• [Short exercise] Starting at the line holding "Where can you see the red" and running through the end of the items, inclusive, substitute "Place" for every "Put down" and leave all else untouched.

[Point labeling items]
* * * * * * * * *
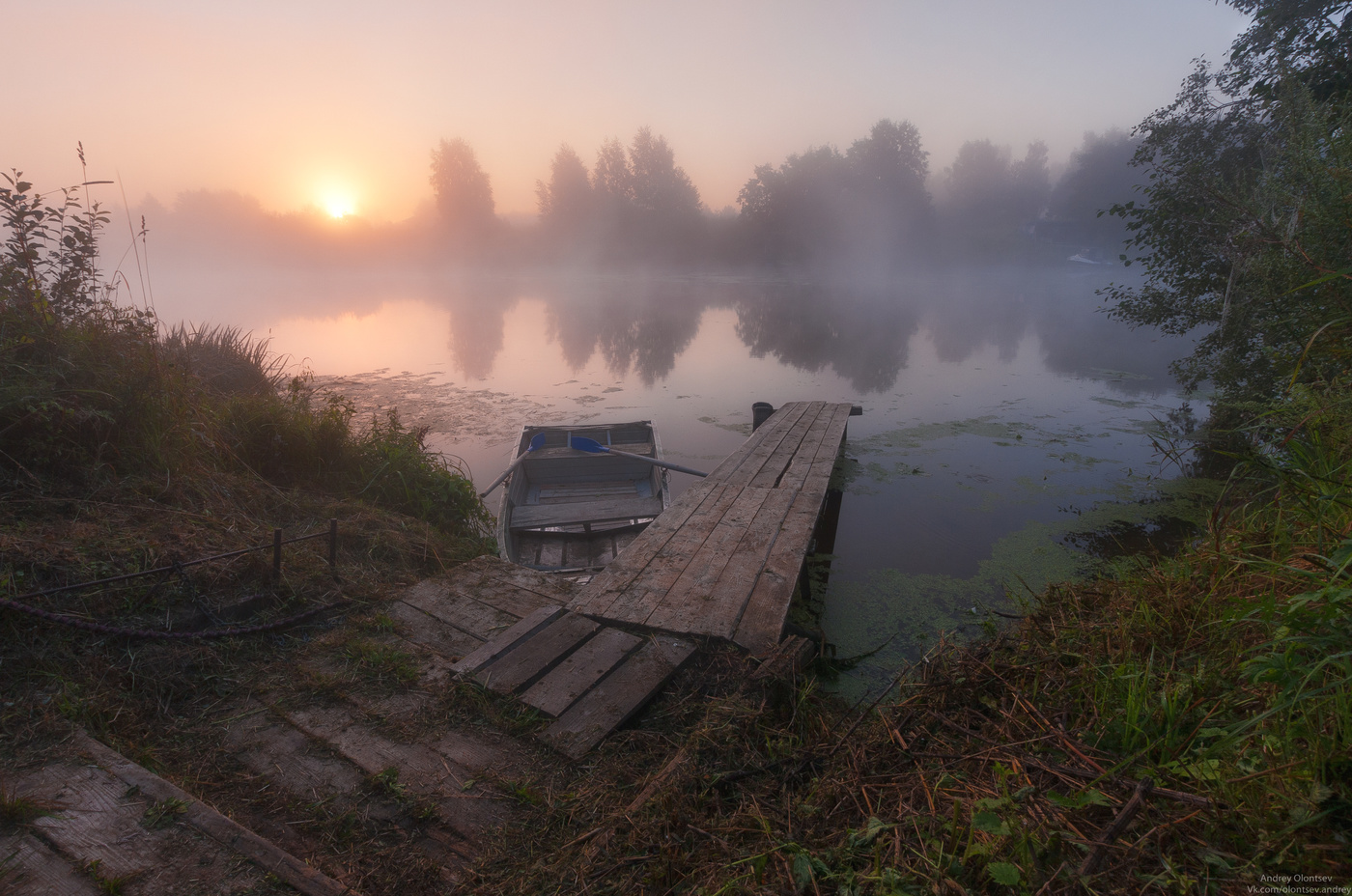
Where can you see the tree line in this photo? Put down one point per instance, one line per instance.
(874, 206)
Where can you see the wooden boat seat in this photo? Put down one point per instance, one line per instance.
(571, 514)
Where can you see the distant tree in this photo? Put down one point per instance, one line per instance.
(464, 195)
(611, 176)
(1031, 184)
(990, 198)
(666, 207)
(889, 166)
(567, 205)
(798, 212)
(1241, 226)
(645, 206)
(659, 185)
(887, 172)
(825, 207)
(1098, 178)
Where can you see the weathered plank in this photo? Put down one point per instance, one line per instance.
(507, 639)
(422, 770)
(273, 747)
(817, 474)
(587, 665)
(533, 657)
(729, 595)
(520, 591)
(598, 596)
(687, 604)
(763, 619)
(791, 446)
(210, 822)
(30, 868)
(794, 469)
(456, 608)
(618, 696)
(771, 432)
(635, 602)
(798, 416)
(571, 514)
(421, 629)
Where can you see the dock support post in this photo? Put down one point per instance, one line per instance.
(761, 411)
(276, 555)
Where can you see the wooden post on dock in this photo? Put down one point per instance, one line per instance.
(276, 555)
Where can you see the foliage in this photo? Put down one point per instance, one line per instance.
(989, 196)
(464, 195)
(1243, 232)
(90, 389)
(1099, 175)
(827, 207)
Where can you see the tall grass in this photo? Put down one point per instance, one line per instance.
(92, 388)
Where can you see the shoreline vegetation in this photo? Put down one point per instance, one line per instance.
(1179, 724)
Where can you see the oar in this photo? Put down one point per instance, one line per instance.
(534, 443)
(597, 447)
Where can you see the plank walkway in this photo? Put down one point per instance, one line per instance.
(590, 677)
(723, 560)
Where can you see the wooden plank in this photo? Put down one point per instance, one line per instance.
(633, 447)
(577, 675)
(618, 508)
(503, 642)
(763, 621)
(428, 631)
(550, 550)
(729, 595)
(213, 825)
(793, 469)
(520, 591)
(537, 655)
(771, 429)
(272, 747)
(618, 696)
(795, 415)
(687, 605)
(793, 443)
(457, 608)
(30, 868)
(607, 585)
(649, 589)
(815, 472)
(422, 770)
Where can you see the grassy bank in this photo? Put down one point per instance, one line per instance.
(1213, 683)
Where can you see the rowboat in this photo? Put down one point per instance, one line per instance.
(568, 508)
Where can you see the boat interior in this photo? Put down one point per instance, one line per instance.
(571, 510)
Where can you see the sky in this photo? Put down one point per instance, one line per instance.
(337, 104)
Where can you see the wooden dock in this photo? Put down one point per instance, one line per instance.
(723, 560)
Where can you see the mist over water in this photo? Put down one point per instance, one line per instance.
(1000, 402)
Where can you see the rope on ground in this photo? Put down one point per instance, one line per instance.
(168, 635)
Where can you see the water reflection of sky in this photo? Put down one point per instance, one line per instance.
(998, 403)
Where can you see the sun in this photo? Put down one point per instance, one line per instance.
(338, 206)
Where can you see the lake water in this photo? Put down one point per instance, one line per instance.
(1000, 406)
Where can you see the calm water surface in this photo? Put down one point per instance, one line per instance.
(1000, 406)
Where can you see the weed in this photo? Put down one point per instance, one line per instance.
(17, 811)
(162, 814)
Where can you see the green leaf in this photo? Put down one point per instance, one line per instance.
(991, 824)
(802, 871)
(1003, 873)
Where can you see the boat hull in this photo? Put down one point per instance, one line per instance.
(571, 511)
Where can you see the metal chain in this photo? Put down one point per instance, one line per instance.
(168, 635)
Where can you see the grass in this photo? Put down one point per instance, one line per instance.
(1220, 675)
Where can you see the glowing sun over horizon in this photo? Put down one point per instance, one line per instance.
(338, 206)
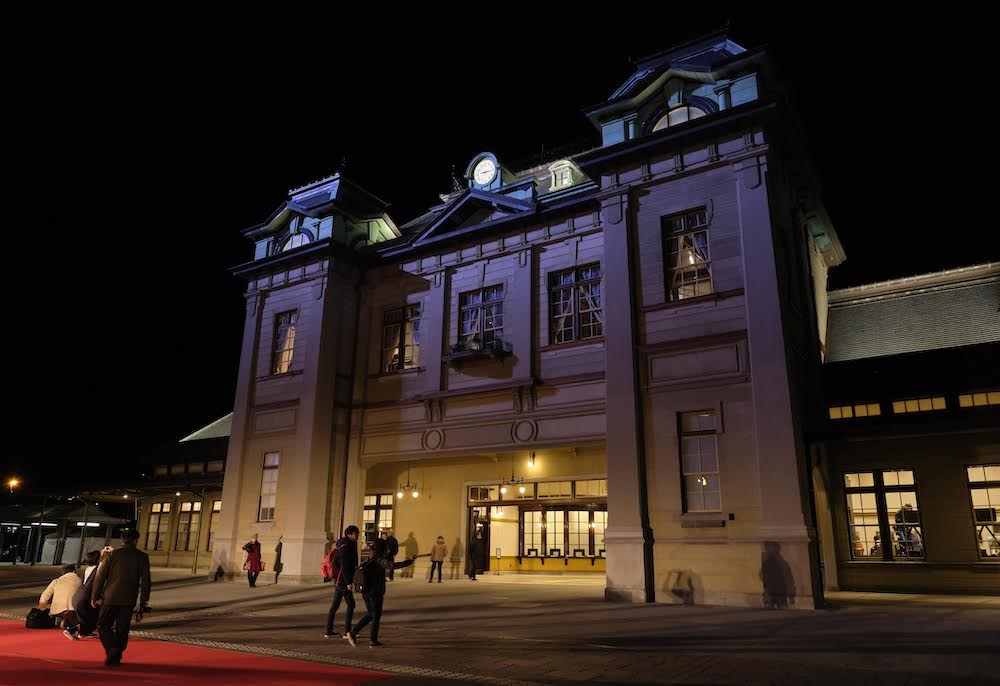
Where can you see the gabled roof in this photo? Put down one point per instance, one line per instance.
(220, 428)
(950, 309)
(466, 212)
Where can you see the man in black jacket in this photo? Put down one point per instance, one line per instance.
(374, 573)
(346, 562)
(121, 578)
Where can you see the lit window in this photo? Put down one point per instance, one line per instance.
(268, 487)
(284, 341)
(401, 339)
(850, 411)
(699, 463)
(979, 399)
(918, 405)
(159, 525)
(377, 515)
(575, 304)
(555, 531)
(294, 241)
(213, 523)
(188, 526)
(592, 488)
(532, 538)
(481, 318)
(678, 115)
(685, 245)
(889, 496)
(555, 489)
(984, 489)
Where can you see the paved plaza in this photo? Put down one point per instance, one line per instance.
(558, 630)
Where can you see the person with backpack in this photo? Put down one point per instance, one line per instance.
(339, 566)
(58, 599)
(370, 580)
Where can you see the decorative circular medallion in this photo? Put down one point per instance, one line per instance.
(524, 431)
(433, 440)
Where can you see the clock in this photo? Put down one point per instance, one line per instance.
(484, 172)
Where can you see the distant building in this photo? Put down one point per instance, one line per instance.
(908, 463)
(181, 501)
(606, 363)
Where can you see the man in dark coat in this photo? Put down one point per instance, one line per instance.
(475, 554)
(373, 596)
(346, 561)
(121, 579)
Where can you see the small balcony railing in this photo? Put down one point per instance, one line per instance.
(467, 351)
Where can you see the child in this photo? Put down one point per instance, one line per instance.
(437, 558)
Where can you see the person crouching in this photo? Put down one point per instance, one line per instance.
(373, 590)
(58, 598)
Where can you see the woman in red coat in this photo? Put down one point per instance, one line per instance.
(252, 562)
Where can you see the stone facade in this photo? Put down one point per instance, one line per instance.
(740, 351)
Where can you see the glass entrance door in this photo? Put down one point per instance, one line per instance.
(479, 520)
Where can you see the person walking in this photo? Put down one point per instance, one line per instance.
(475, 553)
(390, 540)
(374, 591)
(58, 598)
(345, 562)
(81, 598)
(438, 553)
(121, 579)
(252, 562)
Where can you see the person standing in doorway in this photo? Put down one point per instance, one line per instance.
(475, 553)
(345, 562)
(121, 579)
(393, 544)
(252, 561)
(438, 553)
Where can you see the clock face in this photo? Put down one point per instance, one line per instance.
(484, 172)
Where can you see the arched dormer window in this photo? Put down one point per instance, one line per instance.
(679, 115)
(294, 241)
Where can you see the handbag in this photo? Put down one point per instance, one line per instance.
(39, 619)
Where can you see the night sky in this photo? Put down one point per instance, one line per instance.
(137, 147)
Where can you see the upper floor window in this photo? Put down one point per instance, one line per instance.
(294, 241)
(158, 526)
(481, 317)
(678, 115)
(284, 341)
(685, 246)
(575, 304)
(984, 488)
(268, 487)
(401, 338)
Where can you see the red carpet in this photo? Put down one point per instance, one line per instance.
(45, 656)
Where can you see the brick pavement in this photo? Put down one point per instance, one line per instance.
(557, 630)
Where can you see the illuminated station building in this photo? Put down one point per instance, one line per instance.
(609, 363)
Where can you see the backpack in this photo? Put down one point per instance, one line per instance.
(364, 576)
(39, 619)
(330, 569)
* * * * * * * * *
• [The response]
Where can you see the red carpet in this photo? Place one point per instance, one line per instance.
(45, 656)
Where can you see the brick pavement in this photo? Place one point per instance, one line per instance.
(557, 630)
Where can you see the illuminated station building in this photo? Place one point per instance, one line per instance.
(609, 363)
Where can you see the backpack in this photo? Place one point per instance, one line per instance.
(364, 576)
(39, 619)
(330, 569)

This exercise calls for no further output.